ABOUT THIS TASK: All of the records below should be output exactly.

SUPPLIED MATERIAL:
-------

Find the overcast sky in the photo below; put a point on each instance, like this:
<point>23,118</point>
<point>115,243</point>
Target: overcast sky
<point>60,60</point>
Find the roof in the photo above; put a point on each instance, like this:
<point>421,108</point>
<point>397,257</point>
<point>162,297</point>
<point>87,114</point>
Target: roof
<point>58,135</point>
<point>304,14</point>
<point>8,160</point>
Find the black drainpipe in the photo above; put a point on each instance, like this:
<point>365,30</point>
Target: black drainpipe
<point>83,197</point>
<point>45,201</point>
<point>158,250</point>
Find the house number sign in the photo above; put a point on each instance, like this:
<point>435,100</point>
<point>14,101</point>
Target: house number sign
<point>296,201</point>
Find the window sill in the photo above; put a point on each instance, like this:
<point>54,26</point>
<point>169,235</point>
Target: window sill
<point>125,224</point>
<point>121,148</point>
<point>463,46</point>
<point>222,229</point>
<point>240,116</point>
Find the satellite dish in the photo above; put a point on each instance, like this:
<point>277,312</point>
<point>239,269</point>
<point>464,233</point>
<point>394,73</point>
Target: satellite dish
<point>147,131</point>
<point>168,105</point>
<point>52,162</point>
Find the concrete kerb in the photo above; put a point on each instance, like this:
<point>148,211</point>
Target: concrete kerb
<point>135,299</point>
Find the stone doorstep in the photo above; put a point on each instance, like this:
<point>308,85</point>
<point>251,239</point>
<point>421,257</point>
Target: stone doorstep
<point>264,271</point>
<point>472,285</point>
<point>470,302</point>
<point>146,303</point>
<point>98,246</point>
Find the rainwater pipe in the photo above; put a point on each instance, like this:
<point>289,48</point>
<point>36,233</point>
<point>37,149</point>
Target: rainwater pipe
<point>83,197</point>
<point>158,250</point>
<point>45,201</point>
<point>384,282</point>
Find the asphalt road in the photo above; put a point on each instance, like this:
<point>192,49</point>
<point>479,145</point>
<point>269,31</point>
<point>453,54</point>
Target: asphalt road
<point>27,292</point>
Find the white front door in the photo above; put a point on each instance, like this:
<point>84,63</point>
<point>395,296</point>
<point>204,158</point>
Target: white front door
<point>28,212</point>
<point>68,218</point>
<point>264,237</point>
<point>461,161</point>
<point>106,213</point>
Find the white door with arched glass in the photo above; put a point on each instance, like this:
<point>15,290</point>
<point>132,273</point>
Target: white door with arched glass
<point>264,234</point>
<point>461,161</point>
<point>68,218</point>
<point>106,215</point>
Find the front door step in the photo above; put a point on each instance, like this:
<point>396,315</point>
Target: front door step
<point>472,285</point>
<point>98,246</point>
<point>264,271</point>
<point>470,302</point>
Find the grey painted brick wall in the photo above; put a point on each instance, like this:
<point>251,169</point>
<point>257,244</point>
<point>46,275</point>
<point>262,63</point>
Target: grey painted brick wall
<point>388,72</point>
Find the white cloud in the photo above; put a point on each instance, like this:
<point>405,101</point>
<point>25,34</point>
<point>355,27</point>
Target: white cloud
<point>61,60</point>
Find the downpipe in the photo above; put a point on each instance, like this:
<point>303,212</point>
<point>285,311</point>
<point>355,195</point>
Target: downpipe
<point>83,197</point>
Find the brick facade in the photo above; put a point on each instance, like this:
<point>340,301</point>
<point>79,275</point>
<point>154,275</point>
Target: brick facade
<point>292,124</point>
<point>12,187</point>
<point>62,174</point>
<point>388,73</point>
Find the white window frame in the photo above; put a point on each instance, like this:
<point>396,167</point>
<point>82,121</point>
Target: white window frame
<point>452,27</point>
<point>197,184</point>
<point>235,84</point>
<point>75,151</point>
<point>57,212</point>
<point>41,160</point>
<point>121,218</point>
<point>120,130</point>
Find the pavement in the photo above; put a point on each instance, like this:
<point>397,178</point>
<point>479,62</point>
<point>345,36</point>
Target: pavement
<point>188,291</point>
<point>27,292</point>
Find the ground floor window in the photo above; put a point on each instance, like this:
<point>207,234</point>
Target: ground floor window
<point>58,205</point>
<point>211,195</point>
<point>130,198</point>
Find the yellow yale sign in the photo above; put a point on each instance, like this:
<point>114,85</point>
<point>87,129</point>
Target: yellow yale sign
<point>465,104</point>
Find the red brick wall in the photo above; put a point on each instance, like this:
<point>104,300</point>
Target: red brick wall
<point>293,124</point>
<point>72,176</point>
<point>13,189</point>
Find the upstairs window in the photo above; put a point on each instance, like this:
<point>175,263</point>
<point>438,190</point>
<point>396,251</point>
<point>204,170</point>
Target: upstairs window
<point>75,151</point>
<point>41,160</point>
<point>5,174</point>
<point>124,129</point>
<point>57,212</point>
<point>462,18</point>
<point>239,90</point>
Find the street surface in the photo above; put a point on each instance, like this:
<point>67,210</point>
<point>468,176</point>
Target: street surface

-------

OUTPUT FOR THIS TASK:
Find the overcast sky in the photo below; put a point on each instance, like this:
<point>23,118</point>
<point>115,243</point>
Target: overcast sky
<point>60,60</point>
Find the roof in the photo above; put a point on each instance, like this:
<point>421,108</point>
<point>397,257</point>
<point>162,297</point>
<point>87,114</point>
Target: roof
<point>58,135</point>
<point>304,14</point>
<point>8,160</point>
Find the black drainpipe in the photo above; put a point on each instance, like this:
<point>365,30</point>
Target: black drainpipe
<point>83,197</point>
<point>45,201</point>
<point>158,250</point>
Find the house number sign in the photo above; put a point on each instance, like this:
<point>435,100</point>
<point>14,101</point>
Target: house number sign
<point>296,201</point>
Find the window sill in the photo above; put a point on each instance, like this:
<point>54,26</point>
<point>169,235</point>
Target: window sill
<point>125,224</point>
<point>121,148</point>
<point>463,46</point>
<point>222,229</point>
<point>240,116</point>
Find the satellite dish in the photo above; put a point on each instance, like this:
<point>277,312</point>
<point>239,269</point>
<point>464,233</point>
<point>394,73</point>
Target: satellite dish
<point>147,131</point>
<point>168,105</point>
<point>52,162</point>
Find the concrete kerb in the photo above; put a point on each instance, like this:
<point>148,211</point>
Target: concrete kerb
<point>135,299</point>
Find the stone doorstep in the photo above; put a point on each instance, like this:
<point>308,85</point>
<point>251,239</point>
<point>421,257</point>
Target: stone doorstep
<point>264,271</point>
<point>472,285</point>
<point>470,302</point>
<point>146,303</point>
<point>98,246</point>
Find the rainwater pipe in the photo above; put a point on each instance, like this:
<point>289,48</point>
<point>36,233</point>
<point>37,149</point>
Target: rainwater pipe
<point>83,197</point>
<point>158,250</point>
<point>45,201</point>
<point>384,282</point>
Find the asphalt road in the photo above; put a point on each instance, like this:
<point>192,49</point>
<point>479,145</point>
<point>269,31</point>
<point>453,54</point>
Target: asphalt road
<point>27,292</point>
Find the white front door in the photo above; put a point on each instance, like this:
<point>84,63</point>
<point>395,296</point>
<point>204,158</point>
Target: white front door
<point>28,212</point>
<point>68,218</point>
<point>264,237</point>
<point>461,161</point>
<point>106,213</point>
Find the white door with arched glass in the photo above; put a point on each instance, like this:
<point>15,290</point>
<point>132,273</point>
Target: white door with arched glass
<point>264,234</point>
<point>461,161</point>
<point>68,218</point>
<point>106,215</point>
Find the front door step in the photo above; put a point on each instance, like this:
<point>396,315</point>
Target: front door step
<point>472,285</point>
<point>98,246</point>
<point>264,271</point>
<point>470,302</point>
Find the grey painted brick wall in the photo above; put a point on each instance, like this:
<point>251,169</point>
<point>257,244</point>
<point>46,275</point>
<point>262,63</point>
Target: grey painted brick wall
<point>388,72</point>
Find the white cloud in the photo above; put a point on each instance, like this:
<point>405,101</point>
<point>25,34</point>
<point>355,27</point>
Target: white cloud
<point>61,60</point>
Find the downpipe in the photo above; put a point on each instance, like this:
<point>303,212</point>
<point>285,311</point>
<point>355,195</point>
Target: downpipe
<point>83,197</point>
Find the brick facade in the photo above; put a point on each instance, like this:
<point>340,301</point>
<point>79,275</point>
<point>154,275</point>
Target: brick facade
<point>292,124</point>
<point>12,187</point>
<point>62,174</point>
<point>388,73</point>
Find the white window frame in the photo above; put a point on each instance, like this:
<point>396,167</point>
<point>82,121</point>
Target: white window frame
<point>452,27</point>
<point>197,184</point>
<point>235,84</point>
<point>75,151</point>
<point>57,212</point>
<point>41,160</point>
<point>121,218</point>
<point>120,130</point>
Find the pavement in the photo above; put a point on each instance, like this:
<point>397,178</point>
<point>479,62</point>
<point>345,36</point>
Target: pavement
<point>188,291</point>
<point>27,292</point>
Find the ground floor window in the photo above; put a point on each instance, like this:
<point>207,234</point>
Target: ground floor window
<point>58,205</point>
<point>211,195</point>
<point>130,198</point>
Find the yellow yale sign in the photo above; put a point on each instance, like this:
<point>114,85</point>
<point>87,129</point>
Target: yellow yale sign
<point>465,104</point>
Find the red brick wall in the photo above; put a point on each instance, like this:
<point>104,300</point>
Target: red brick wall
<point>293,124</point>
<point>72,176</point>
<point>13,189</point>
Find the upstairs window in the photo above; put a point on each instance, like this:
<point>175,263</point>
<point>438,190</point>
<point>396,251</point>
<point>204,170</point>
Target: upstairs window
<point>75,151</point>
<point>41,160</point>
<point>5,174</point>
<point>124,129</point>
<point>57,212</point>
<point>462,18</point>
<point>239,90</point>
Find the street surface in the photo above; put a point on each instance, like this:
<point>67,210</point>
<point>468,176</point>
Target: street surface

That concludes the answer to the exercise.